*Given request*: Count the lines in the items below that contain the string "cloud", matching case exactly, and reply with the number only.

(Coordinate labeling data)
------------------------
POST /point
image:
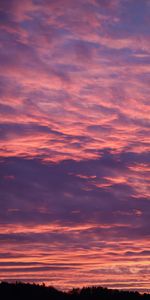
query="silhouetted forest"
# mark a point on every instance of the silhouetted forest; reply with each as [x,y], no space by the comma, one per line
[21,291]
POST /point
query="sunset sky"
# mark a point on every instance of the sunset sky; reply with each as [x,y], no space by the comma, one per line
[75,142]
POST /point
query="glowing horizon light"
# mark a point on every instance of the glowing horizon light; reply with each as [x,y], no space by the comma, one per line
[75,143]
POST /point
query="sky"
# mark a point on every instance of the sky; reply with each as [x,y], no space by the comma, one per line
[75,142]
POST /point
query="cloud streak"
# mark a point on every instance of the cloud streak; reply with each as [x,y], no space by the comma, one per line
[74,142]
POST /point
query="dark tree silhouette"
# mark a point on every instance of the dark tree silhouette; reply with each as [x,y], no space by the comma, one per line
[22,291]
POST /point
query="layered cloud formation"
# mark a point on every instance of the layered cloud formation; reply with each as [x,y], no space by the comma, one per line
[74,142]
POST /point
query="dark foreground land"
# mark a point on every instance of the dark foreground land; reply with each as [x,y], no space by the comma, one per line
[22,291]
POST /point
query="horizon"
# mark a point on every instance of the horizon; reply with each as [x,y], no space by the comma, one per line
[75,142]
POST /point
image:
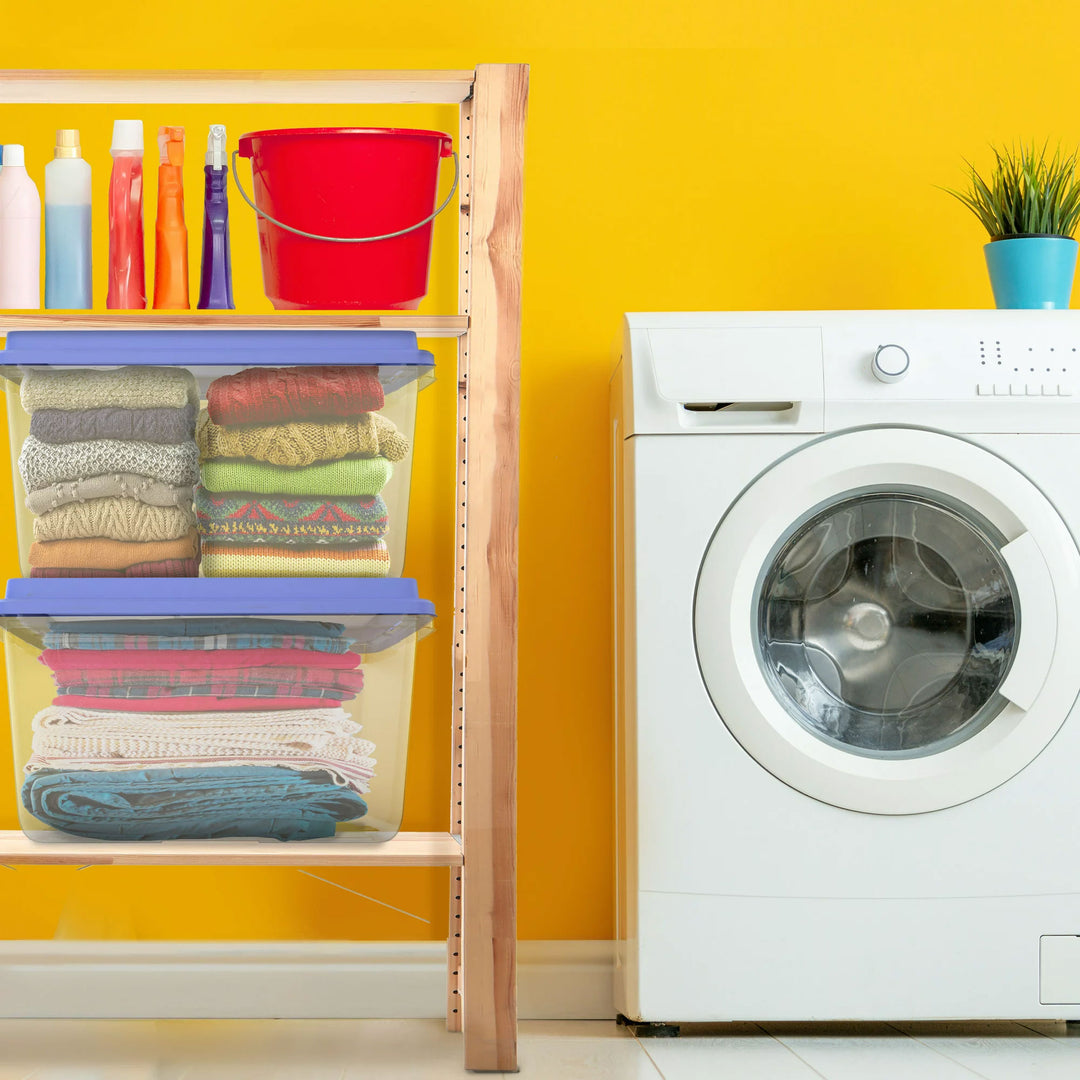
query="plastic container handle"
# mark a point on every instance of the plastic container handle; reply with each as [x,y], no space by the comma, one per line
[346,240]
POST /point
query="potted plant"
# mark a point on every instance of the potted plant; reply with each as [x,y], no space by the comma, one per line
[1029,204]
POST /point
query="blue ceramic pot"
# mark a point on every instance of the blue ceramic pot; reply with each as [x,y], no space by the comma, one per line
[1031,271]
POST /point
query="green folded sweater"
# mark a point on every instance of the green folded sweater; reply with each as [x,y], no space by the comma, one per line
[354,476]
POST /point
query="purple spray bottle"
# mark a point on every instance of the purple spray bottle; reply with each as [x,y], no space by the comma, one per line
[215,289]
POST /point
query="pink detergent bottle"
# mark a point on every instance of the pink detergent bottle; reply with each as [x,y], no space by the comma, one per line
[126,259]
[19,233]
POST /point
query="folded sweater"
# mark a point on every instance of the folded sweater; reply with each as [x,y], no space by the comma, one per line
[111,554]
[350,476]
[271,394]
[125,485]
[254,518]
[158,568]
[41,464]
[99,739]
[81,388]
[304,443]
[266,561]
[116,518]
[140,424]
[191,804]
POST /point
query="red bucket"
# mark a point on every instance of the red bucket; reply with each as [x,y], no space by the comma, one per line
[346,214]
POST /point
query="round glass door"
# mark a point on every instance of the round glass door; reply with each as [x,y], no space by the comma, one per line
[887,623]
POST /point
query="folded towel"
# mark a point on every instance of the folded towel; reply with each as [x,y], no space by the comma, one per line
[110,554]
[350,476]
[164,644]
[79,388]
[264,561]
[199,626]
[271,394]
[116,518]
[252,518]
[159,568]
[95,659]
[191,804]
[125,485]
[306,740]
[207,702]
[142,424]
[41,464]
[122,683]
[304,443]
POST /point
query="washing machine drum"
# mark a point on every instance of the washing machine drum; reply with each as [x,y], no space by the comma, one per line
[878,625]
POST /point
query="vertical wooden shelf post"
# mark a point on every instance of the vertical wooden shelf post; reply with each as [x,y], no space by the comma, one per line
[488,402]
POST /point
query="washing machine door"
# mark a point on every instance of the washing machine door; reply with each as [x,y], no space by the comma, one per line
[889,620]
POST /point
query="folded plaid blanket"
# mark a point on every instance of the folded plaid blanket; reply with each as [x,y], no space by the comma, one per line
[42,464]
[190,804]
[80,388]
[157,659]
[255,518]
[272,394]
[138,424]
[307,740]
[159,568]
[304,442]
[118,682]
[350,476]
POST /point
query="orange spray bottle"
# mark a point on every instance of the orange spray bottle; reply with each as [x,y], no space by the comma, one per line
[171,233]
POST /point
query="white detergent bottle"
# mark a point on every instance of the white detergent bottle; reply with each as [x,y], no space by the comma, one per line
[19,233]
[67,226]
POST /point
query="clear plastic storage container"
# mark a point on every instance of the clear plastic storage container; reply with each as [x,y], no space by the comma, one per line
[201,710]
[268,454]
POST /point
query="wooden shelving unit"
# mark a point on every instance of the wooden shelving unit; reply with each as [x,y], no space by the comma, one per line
[478,845]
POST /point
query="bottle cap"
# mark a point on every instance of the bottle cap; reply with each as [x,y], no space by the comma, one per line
[215,147]
[67,143]
[126,135]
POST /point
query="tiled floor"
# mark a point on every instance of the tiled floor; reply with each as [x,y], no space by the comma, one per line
[550,1050]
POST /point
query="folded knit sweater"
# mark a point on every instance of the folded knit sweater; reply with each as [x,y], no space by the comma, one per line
[111,554]
[79,388]
[350,476]
[142,424]
[126,485]
[304,442]
[252,518]
[41,464]
[116,518]
[271,394]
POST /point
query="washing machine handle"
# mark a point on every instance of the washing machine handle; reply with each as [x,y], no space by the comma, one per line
[1038,621]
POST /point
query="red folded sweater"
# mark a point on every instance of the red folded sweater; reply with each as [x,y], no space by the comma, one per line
[272,394]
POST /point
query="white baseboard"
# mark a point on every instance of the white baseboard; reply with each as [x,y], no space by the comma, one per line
[568,980]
------------------------
*The output*: 4